*TEXTAUSZUG*
Wort zum Sonntag Quasimodogeniti - 19. April 2020
Könnte es sein, dass Gott uns vergessen hat? Wenn er oben im Himmel thront, ist er vielleicht zu weit weg, um uns zu sehen? Sieht er nicht, dass eine Pandemie uns in große Not bringt?
Wir haben gedacht, wir wüssten, wie das Leben geht. Wir haben gedacht, wir kennen die Probleme der Erde und können für die Bewahrung der Schöpfung kämpfen. Jetzt mühen wir uns erst einmal um die Bewahrung unseres zerbrechlichen Lebens auf Erden. Da stehen wir nun und wissen nicht, wie das alles gehen soll. So etwas haben wir noch nie erlebt. Es gibt keine Erfahrungen, aus denen wir hätten lernen könnten.
So ging es Israel auch, als sie in Babylonischer Gefangenschaft waren. Ihre Heimat war zerstört. Ihre Kinder hatten die alte Heimat nie gesehen. Als sie endlich wieder zurückkehren dürfen, müssen sie erst sich erst einmal dem Wiederaufbau widmen. Nichts ist mehr, wie es war. Woher sollen die Jungen wissen, wie es geht, und woher sollen die Alten ihre Kraft nehmen. Die Frage nach dem „Warum?“ lässt die Menschen zweifeln.
Da schickt Gott ihnen einen Boten, Jesaja, den Propheten. Er sagt dazu: (Jesaja 40,26-31)
Hebt eure Augen in die Höhe und seht!
Wer hat dies alles geschaffen?
Er führt sein Heer vollzählig heraus
und ruft sie alle mit Namen.
seine Macht und starke Kraft ist so groß,
dass nicht eins von ihnen fehlt.
Warum sprichst du denn, Jakob, und du Israel, sagst:
"Mein Weg ist dem Herrn verborgen,
und mein Recht geht an meinem Gott vorüber?"
Weißt du nicht? Hast du nicht gehört?
Der HERR, der ewige Gott,
der die Enden der Erde geschaffen hat,
wird nicht müde und matt,
sein Verstand ist unausforschlich.
Er gibt den Müden Kraft
und Stärke genug den Unvermögenden
Jünglinge werden müde und matt,
und Männer straucheln und fallen;
aber die auf den HERRN harren, kriegen neue Kraft,
dass sei auffahren mit Flügeln wie Ader,
dass sie laufen und nicht matt werden,
dass sie wandeln und nicht müde werden
Jesaja, der Bote Gottes hat gut zugehört. Er weist die Frage der Menschen nach dem `Warum´ nicht zurück. Er greift sie auf: „Warum denkst du: Mein Weg ist dem Herrn verborgen, und mein Recht geht am Herrn vorüber?“
Wir dürfen unsere Fragen stellen, dürfen fragen und hinterfragen, sogar zweifeln. Fragen dürfen, ist tröstlich. Es ist ehrlich und gehört zum Leben dazu. Wir brauchen uns mit unseren Fragen nicht verstecken. Wir müssen auch nicht alle Antworten parat haben. Wir dürfen sie stellen und dürfen sie vor allem auch Gott stellen.

*AUFGABE 1*
Welchen Boten schickt Gott laut der Predigt zum Sonntag Quasimodogeniti den Menschen aus Israel?
*AUFGABE 2*
Führe die Predigt zum Sonntag Quasimodogeniti nach ihrem letzten Satz weiter.
Die Zeilen werden für die Bearbeitung nicht gebraucht.

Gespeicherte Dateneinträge
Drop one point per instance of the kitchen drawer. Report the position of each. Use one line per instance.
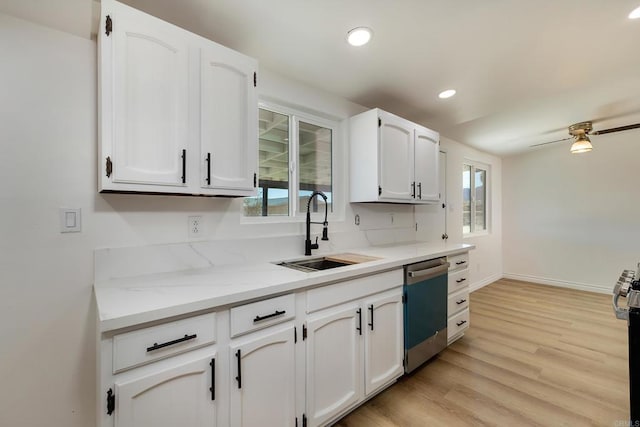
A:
(457, 302)
(258, 315)
(458, 280)
(457, 324)
(458, 262)
(338, 293)
(157, 342)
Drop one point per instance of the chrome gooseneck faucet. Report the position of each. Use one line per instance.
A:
(307, 243)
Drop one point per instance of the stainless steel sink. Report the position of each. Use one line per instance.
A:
(314, 264)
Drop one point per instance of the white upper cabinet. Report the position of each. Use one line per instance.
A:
(178, 113)
(229, 163)
(396, 157)
(427, 165)
(392, 159)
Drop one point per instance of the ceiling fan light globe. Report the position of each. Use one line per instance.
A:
(581, 145)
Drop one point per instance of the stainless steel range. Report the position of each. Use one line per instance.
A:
(628, 286)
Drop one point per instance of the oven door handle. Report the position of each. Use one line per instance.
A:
(428, 273)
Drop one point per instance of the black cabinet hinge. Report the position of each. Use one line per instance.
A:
(108, 26)
(108, 167)
(111, 402)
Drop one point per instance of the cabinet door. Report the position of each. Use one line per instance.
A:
(144, 88)
(383, 340)
(229, 120)
(427, 174)
(263, 380)
(334, 362)
(395, 157)
(177, 396)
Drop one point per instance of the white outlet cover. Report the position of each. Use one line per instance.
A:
(195, 226)
(70, 220)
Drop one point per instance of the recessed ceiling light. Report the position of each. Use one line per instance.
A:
(359, 36)
(446, 94)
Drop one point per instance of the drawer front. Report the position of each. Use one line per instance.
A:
(458, 280)
(260, 314)
(457, 324)
(338, 293)
(458, 262)
(458, 302)
(157, 342)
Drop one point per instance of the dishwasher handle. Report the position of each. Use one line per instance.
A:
(428, 273)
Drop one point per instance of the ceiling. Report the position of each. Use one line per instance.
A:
(524, 70)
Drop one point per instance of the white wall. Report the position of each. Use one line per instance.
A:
(572, 220)
(48, 125)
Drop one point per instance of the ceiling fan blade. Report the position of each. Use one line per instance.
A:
(618, 129)
(551, 142)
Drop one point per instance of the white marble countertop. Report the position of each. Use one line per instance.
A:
(126, 302)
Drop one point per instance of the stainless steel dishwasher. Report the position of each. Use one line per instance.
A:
(425, 311)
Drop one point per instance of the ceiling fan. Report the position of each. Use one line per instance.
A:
(580, 133)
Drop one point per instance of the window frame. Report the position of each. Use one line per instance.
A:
(296, 212)
(474, 165)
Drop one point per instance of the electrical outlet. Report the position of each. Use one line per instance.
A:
(195, 226)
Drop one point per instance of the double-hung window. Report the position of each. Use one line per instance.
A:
(474, 197)
(295, 159)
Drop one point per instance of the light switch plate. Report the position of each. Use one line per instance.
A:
(70, 220)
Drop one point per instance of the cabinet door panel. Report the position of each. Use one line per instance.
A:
(148, 78)
(229, 119)
(426, 165)
(396, 158)
(384, 340)
(334, 363)
(168, 398)
(267, 393)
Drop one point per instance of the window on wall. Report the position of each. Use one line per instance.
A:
(295, 159)
(474, 198)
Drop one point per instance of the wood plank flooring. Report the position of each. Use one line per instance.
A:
(534, 355)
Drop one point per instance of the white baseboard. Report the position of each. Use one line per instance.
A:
(560, 283)
(481, 284)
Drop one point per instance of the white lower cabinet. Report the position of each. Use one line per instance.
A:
(334, 362)
(174, 392)
(353, 351)
(263, 378)
(384, 341)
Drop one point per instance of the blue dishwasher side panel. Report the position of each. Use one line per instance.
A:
(425, 311)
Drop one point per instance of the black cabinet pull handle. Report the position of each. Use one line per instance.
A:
(212, 389)
(157, 346)
(208, 160)
(269, 316)
(239, 377)
(184, 166)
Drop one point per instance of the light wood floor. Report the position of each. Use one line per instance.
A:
(533, 355)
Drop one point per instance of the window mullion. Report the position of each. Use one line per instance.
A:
(293, 166)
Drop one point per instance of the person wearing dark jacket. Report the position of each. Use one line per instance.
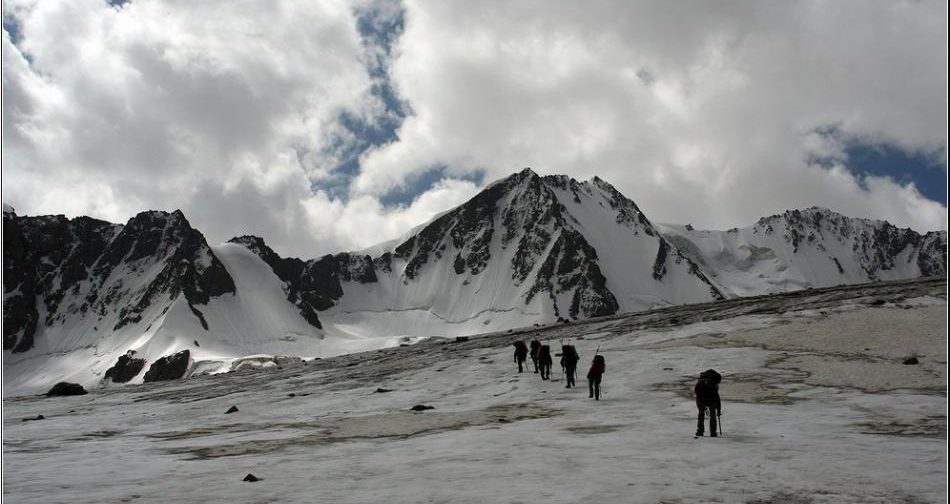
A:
(569, 358)
(545, 361)
(597, 368)
(521, 354)
(535, 353)
(707, 400)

*LÖSUNG 1*
Gott schickt ihnen Jesaja, den Propheten.

*LÖSUNG 2*
Jesaja, der Bote Gottes, antwortet auch. Aber nicht mit einer Erklärung. Vielmehr verweist er auf andere Lebenserfahrungen: „Weißt du nicht? Hast du nicht gehört?“
Ja, was weiß ich denn? Was habe ich eigentlich schon erlebt mit diesem Gott? Oder kenne ich ihn nur vom Hörensagen und es wird Zeit das, was ich gehört habe, zu überprüfen, es mit meinem Leben zu verbinden?
Jesaja lädt ein, sich an Gottes Handeln in unserem Leben zu erinnern. Für Israel beginnt diese Erinnerung direkt mit dem Blick nach oben in die Sterne. Hatte Gott nicht Abraham ein Versprechen gegeben, dass seine Nachkommen zahlreich wie die Sterne sein sollen? Jeden kennt er mit Namen. Also auch uns. Gott hat sein Versprechen nicht vergessen. Das ist seine Botschaft.
„Weißt du wie viel Sternlein stehen“, dichtet Wilhelm Hey in seinem bekannten Lied dazu. „Kennt auch dich und hat dich lieb.“, lautet seine Schlussfolgerung in der letzten Strophe.
Jesaja sagt dem verzweifelten und erschöpften Volk zu: Der ferne Gott ist nahe. Der allmächtige Gott lässt uns nicht allein. Er liebt uns noch immer und kümmert sich um uns. Er vergisst uns nicht. Unser Weg geht nicht an ihm vorbei! Im Gegenteil: Er liebt seine Menschen und möchte sie bewahren. Das beantwortet nicht die Frage, warum wir so etwas trotzdem durchmachen müssen. Es rückt sie aber in eine andere Perspektive:
Deshalb stehen wir dieser Situation nicht mit leeren Händen gegenüber. Eine Hand, liegt fest in der Hand unseres himmlischen Vaters, der uns nicht loslässt. Die andere kann helfen und handeln.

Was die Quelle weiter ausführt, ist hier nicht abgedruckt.